> _Exercise goal_: Nothing but an exact copy is wanted here: the line with "Query: **garden background**" and all the lines that follow it in the entries below.

--

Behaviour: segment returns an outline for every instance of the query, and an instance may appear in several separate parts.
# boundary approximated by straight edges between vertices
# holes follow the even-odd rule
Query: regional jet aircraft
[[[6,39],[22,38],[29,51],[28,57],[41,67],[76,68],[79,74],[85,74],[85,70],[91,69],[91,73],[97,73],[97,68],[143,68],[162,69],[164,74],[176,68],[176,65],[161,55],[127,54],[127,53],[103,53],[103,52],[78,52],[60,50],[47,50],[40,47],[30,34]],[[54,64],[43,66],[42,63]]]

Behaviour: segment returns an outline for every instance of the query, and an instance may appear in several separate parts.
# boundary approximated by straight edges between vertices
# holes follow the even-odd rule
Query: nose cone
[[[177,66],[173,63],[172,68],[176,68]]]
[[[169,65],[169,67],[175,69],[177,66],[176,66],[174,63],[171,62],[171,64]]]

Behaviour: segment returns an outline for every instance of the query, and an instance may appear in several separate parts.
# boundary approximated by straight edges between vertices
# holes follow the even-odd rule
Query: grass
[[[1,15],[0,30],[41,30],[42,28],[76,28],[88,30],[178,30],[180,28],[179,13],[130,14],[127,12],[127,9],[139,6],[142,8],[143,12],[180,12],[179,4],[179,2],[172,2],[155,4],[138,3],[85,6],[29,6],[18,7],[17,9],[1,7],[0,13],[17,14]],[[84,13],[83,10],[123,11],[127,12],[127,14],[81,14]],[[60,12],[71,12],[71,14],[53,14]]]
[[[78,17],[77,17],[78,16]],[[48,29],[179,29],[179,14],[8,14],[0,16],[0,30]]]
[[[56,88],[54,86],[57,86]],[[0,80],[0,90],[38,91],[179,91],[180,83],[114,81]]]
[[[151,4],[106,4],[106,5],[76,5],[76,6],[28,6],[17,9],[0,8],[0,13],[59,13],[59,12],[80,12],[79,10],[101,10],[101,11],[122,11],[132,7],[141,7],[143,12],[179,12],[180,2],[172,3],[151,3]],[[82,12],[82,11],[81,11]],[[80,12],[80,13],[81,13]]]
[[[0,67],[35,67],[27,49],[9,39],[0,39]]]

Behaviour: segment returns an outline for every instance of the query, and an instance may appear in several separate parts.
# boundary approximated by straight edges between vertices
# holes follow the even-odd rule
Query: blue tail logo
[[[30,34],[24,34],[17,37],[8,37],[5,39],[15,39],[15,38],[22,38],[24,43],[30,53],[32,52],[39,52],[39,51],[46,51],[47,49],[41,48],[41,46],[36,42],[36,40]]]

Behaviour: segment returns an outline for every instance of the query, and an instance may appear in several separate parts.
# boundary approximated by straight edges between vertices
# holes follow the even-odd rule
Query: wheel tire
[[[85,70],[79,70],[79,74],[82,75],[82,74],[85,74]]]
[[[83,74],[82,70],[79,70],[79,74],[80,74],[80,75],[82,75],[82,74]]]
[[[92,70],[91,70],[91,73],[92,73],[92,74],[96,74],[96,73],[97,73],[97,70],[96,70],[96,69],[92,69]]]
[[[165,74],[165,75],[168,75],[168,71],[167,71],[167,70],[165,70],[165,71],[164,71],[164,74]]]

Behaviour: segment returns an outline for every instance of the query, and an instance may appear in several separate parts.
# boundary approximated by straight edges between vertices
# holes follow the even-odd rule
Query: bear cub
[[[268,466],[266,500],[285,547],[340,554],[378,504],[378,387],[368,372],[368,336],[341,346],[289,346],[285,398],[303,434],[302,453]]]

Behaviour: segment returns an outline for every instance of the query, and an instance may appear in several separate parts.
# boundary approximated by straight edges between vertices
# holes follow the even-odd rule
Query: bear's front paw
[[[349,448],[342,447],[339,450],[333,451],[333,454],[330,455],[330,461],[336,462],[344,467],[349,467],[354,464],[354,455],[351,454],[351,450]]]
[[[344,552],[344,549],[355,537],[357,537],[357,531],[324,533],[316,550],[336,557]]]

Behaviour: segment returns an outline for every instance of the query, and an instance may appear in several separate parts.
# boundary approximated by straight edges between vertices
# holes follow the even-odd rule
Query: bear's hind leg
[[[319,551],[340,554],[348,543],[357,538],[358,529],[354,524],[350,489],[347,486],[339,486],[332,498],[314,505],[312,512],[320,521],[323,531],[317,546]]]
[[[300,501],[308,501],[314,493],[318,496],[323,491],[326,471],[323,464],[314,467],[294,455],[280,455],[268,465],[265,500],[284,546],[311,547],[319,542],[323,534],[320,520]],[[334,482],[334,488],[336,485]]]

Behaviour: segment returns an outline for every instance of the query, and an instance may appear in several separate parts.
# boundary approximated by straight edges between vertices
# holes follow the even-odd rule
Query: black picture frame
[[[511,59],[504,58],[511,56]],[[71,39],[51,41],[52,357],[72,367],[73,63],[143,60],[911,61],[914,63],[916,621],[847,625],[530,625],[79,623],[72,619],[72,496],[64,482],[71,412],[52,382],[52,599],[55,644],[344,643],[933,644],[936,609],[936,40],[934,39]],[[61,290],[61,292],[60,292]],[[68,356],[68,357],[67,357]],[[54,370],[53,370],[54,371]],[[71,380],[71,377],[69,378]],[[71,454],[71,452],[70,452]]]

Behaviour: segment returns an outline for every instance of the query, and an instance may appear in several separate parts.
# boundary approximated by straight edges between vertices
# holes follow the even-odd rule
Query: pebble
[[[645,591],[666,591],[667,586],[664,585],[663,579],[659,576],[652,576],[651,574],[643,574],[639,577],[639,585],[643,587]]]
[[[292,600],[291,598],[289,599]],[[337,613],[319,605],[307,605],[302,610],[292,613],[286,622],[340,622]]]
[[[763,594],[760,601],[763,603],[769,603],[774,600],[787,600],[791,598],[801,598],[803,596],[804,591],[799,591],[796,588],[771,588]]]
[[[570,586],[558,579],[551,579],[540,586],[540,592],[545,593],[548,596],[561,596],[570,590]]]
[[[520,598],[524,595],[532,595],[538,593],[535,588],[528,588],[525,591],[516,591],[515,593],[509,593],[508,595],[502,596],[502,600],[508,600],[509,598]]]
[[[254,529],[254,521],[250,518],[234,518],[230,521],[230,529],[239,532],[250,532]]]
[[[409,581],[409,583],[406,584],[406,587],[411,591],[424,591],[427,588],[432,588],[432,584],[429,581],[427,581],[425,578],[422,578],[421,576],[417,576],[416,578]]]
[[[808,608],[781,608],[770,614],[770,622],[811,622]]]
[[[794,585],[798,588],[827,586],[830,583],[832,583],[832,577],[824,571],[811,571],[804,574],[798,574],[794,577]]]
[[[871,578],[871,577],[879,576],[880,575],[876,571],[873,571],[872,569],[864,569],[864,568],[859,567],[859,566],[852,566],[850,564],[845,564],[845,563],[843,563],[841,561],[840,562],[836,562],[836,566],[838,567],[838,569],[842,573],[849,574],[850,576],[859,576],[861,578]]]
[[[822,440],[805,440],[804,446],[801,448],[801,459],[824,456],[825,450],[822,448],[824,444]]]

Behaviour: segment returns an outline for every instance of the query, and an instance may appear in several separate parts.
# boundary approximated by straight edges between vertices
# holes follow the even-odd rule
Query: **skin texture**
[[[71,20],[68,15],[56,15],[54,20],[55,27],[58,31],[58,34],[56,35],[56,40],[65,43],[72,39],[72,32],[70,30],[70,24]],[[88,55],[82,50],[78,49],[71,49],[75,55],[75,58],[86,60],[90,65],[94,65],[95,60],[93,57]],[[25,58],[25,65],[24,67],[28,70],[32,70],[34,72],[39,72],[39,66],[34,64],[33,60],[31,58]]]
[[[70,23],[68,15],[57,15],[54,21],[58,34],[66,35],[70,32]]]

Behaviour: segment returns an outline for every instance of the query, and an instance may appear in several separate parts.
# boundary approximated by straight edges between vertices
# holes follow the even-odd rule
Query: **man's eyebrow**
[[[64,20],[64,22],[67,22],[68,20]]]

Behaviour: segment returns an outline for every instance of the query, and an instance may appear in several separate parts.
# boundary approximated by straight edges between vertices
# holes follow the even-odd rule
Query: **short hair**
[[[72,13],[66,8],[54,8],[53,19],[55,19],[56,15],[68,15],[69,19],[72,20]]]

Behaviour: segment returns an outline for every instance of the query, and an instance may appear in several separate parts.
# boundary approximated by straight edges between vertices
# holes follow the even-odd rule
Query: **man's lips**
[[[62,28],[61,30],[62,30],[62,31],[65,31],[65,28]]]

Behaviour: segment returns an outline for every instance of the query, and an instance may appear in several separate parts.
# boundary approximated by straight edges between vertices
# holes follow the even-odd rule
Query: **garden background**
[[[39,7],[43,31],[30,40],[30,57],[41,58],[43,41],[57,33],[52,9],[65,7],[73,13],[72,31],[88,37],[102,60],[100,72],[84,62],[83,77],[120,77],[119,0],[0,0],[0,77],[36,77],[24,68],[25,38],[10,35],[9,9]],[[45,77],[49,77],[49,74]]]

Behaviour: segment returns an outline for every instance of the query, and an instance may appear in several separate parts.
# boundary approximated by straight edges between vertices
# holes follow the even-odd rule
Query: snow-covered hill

--

> _Your response_:
Query: **garden background**
[[[39,7],[43,31],[30,40],[30,57],[41,58],[43,41],[57,33],[52,9],[65,7],[73,13],[72,31],[88,37],[102,60],[100,72],[84,62],[83,77],[120,77],[119,0],[0,0],[0,77],[36,77],[24,68],[25,38],[10,35],[9,9]],[[45,77],[49,77],[49,74]]]

Behaviour: segment returns an outline for every instance of the query, and an instance may appear in several separate parts.
# boundary approximated by straight edges between vertices
# holes follow the even-odd rule
Query: snow-covered hill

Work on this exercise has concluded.